Hurrah! Head Tax victory
It was budget day, and the Minister of Finance was in the House of Commons wearing shiny new shoes and bringing down what he was calling a good news formula. Amid the hoopla, the Minister of Citizenship and Immigration released some very good news of her own, though so quietly you may not have heard it even yet.
On February 28, Minister Elinor Caplan announced the lifting of the contentious Right of Landing Fee of $975 for refugees as of that very day. It was not a day too soon for those who had unrelentingly denounced the fee as a Head Tax, since it had been introduced five years earlier as a deficit-fighting measure.
The minister called it a “good first step.” Those who had worked so hard to see the fee lifted were caught in a mix of emotions: elation tempered by weariness and a need for prudence. As good a piece of news as this announcement is, the fee remains in place for immigrants. So the campaign to have the fee lifted completely will continue.
NEW MINISTER, NEW WIND
A new wind had rejuvenated the campaign to rescind the landing fee after Caplan was named minister last summer. Members of the coalitions that make up the Getting Landed Project (housed at CPJ) talked to her, held news conferences, got stories printed, did radio interviews on stations across the country. In short, they did all they could to raise the issue among the public and among Liberal MPs, who could push the issue with Caplan.
Petitions were signed, copious letters written, leaders of many faiths spoke publicly, and testimonies were given by refugees and immigrants for whom the landing fee had been a real hardship - and by those paying back government loans, for whom it still is a burden (see Gada’s story).
For Getting Landed Project coordinator Ahmed Hashi, the rescinding of the landing fee for refugees was “some of the best news we’ve had from the Ministry of Immigration for a long time.
“The reasons to lift it were well known,” he adds. “It was not necessary, a financial burden on the backs of the poorest. It was unfair.”
The decision “creates a very good working relationship,” with Caplan. “The minister is accessible and invites input from agencies and organizations involved with refugees and immigrants. She listens carefully and makes her own decisions.”
Which is all to the good because there are many issues affecting refugees on the burner.
SECURITY CONCERNS
High among them is the question of security clearances for those seeking permanent residency status. While recent news has been full of stories of people smuggling, fake documentation and governments cracking down, the flip story of the prolonged limbo periods and deep mistrust of legitimate refugees is not being told.
By early April a report by former Ontario premier Bob Rae on two such cases was expected “any day now,” and plans put in place to highlight the report in a news conference and other media coverage.
An emerging but related issue is that of enforced DNA testing before sponsorships are approved. Sponsorship of refugees in Canada goes back to the 1970s and the Vietnamese “boat people.” Now, much sponsorship is done by family members.
To prove a relationship, the appropriate paperwork must be produced, such as a marriage or birth certificate. The problem is, Ahmed Hashi explains, Immigration officials in some foreign postings (Kenya being the most notable) reject many documents brought to them and demand DNA tests by the sponsor in Canada and the sponsoree abroad. The blood samples must be sent to the same lab in Canada, prolonging reunion and incurring significant costs (to the tune of $900 and up). Hashi doesn’t dispute the necessity of close scrutiny, but objects to “legitimate documents being dismissed.”
In Ontario, a recent provincial government decision to charge $925 for the adoption of a child from a foreign country has been denounced with much the same language as the landing fee, and also branded a Head Tax.
With the federal Head Tax lifted for one group, it is disheartening to see another such tax emerge. And it serves as a reminder to celebrate victories when they come, if only to keep our spirits alive for the next round.
the Catalyst, Volume 23, #3, April 2000
Louise Slobodian is former CPJ Communications Coordinator.

## Work order A
Answer these questions from the Head Tax article:
(i) How much was the Right of Landing Fee for refugees?
(ii) Who is the coordinator of the Getting Landed Project?
(iii) How much does the Ontario government plan to charge for adopting a child from a foreign country?
## Work order B
Copy the Head Tax article word for word, from "By early April" up to and including "other media coverage.".

Collection entries

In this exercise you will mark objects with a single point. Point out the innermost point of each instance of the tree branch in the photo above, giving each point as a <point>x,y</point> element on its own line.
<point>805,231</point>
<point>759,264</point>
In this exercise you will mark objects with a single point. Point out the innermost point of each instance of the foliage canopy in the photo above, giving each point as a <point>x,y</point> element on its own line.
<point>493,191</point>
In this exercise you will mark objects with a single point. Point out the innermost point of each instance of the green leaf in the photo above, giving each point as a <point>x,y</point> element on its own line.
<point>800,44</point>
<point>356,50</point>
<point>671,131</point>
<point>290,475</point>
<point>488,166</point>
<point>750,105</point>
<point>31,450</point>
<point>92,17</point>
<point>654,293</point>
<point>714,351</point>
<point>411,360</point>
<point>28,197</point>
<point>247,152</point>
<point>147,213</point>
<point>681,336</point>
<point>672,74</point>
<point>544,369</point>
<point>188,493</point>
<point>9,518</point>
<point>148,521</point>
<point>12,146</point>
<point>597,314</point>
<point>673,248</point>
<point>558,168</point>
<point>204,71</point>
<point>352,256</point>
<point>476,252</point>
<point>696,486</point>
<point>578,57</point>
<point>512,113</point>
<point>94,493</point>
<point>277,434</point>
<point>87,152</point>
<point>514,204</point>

## Written solution A
(i) $975
(ii) Ahmed Hashi
(iii) $925

## Written solution B
By early April a report by former Ontario premier Bob Rae on two such cases was expected “any day now,” and plans put in place to highlight the report in a news conference and other media coverage.